Source passage:
Friday, June 10, 2016

Gender and Track Meets

In the current odd political year that 2016 has been, and surely will continue to be, we find that transgender individuals appear to have a curious lock on the headlines as they try to get us to rewrite rules for everyday living.

And, as if on cue, here we go with the story of a high-school student who was born a male and has all the male parts, but "identifies as female" and was allowed to compete in the Alaska state girls' track championships, placing third in the event the student (pronouns fail me a tad here) entered.

Here is my all-too-familiar disclaimer: I know and am close friends with such individuals, and certainly am sympathetic to the difficulty that they have navigating daily life with an affliction that complicates some percentage of their existence.  They are not innately "bad", or "evil"; they are fellow Americans with a medical/psychological issue to deal with.

I also believe that the psychological community has generally failed them, as it has with others with issues of sexual and gender abnormalities, by starting from a point of trying to regard it as some type of "normal" rather than attempting to treat it.  End of disclaimer.

What is relevant here is something else entirely.  At some point, people who are born with one set of chromosomes but "identify" with the other set, stop being able to operate in their gender of choice, as it were, and begin to affect others.

Here is one of those cases.

Males and females are different from birth.  Aside from the differing body parts and other distinctions, for the purpose of this specific case, males are bigger and stronger as a gender, with greater muscle mass and its attendant strength.  This becomes quite distinctive in athletics, and we can see it quite evidently at the extremes of performance.

Can you imagine, for example, if a 55-year-old retired female tennis pro were to take on any of the leading 25-30-year-old men who are touring pros now?  There would be no contest at all.  Yet Bobby Riggs, at 55, easily defeated Margaret Smith Court, at the time the #1-ranked female player, in two lopsided sets in such a challenge in 1973.

There are a lot of things that transgender females (born male) can do that no one really cares about, live and let live, what happens here stays here, that kind of thing.  Where there is no impact on anyone else, well, heck, it's America -- have at it.

But this high-school track competition is a horse of a whole different color.  This doesn't just affect the transgender runner; it affects everyone running against the transgender runner.  Males and females are not the same, and if you strip away the part about how the person "feels like a female", which doesn't negate their innate male strength, you are left with a boy competing in an athletic event against a field of only girls.

Had this specific individual been a better athlete, or competed in an event more biased toward the genetic strengths of males, we would be looking at first place, and an even bigger issue.

Record set:
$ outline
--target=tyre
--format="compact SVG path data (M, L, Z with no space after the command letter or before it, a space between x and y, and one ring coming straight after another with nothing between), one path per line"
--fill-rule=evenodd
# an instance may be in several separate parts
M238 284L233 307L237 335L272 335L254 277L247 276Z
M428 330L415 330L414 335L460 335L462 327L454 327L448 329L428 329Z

Required tasks:
[1] Reproduce everything in the post on gender and track meets from "Here is my all-too-familiar" down to "End of disclaimer.".
[2] In the post on gender and track meets, what place did the student finish in the Alaska state girls' track championships?
[3] Pick up the post on gender and track meets after its final sentence and keep writing it.
The entries that come after the post are separate material and unrelated to it.

Results for the exercise:
[1]
Here is my all-too-familiar disclaimer: I know and am close friends with such individuals, and certainly am sympathetic to the difficulty that they have navigating daily life with an affliction that complicates some percentage of their existence.  They are not innately "bad", or "evil"; they are fellow Americans with a medical/psychological issue to deal with.

I also believe that the psychological community has generally failed them, as it has with others with issues of sexual and gender abnormalities, by starting from a point of trying to regard it as some type of "normal" rather than attempting to treat it.  End of disclaimer.

[2] Third place.

[3]
In a competition where physical gender distinctions don't really matter (i.e., muscles are not involved), it's not a big deal.  Academic competition?  Have at it.

Athletics?  Whoa, folks.  That is a very different playing field.

When boys start competing with girls in girls' athletic events, we eventually have to acknowledge that the physical differences introduce an immense unfairness to those actually born female.  I'm perfectly willing to support transgender people portraying themselves as the opposite sex in a certain set of situations, sure.  But once you start depriving genetic females of fair competition among themselves to accommodate stronger, faster and larger people with a psychological disorder, you have simply gone too far.

I think it's ironic that Hillary Clinton is beginning her "glass ceiling" tour trying to become president, if she is not in prison by then, celebrating that a woman is actually running for the office.  How do you think she feels about this issue and the specific track meet?

Ask yourself two questions:
(1) What would Hillary say to the transgender person who ran the meet as a girl, although actually male, and finished third and got whatever award was given for third place in the state?
(2) What would Hillary then say to the girl who finished fourth, and was deprived of that bronze medal, or whatever they give you in Alaska for third, because a boy entered the meet effectively disguised as a girl?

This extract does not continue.